▶ [WHAT IS NEEDED] Each record is to be printed again precisely as it reads.

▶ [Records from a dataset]
+ + + + +
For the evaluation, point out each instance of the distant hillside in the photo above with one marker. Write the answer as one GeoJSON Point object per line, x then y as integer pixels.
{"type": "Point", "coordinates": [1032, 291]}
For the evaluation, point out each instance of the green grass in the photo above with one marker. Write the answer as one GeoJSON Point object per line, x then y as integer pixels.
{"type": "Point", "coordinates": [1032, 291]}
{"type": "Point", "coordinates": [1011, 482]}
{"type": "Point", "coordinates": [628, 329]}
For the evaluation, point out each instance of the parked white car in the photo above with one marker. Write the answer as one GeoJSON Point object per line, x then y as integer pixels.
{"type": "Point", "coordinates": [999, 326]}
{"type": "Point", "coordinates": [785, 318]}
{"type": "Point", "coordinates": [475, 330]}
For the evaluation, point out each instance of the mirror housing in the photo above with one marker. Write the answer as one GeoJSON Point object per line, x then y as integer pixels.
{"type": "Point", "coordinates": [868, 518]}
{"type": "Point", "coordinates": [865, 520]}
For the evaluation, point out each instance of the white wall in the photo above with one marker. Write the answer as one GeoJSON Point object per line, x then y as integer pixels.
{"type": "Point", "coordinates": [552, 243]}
+ + + + +
▶ [SOLUTION TO THE PROBLEM]
For the evaluation, point out each instance of the distant hillside in the photo above with one marker. Write the answer as one GeoJSON Point object per line, x then y as integer pixels.
{"type": "Point", "coordinates": [1032, 291]}
For the evaluation, point out each instance of the green grass in the photo above with one marker. Write the answer as one GeoJSON Point object per line, x then y as integer pixels.
{"type": "Point", "coordinates": [1032, 291]}
{"type": "Point", "coordinates": [1011, 482]}
{"type": "Point", "coordinates": [628, 329]}
For the evaluation, point out each instance of the parked white car in the photo above with one marker. Write the answer as one GeoJSON Point object per line, x then y as integer pixels.
{"type": "Point", "coordinates": [999, 326]}
{"type": "Point", "coordinates": [785, 318]}
{"type": "Point", "coordinates": [475, 330]}
For the evaluation, point out each instance of the mirror housing in the photo above with one marker. Write the answer as one GeoJSON Point object per line, x then y as integer pixels.
{"type": "Point", "coordinates": [868, 518]}
{"type": "Point", "coordinates": [865, 520]}
For the evaluation, point out each instance of the white wall in the photo above with one marker. Write the answer as one GeoJSON Point object per line, x then y as integer pixels.
{"type": "Point", "coordinates": [552, 243]}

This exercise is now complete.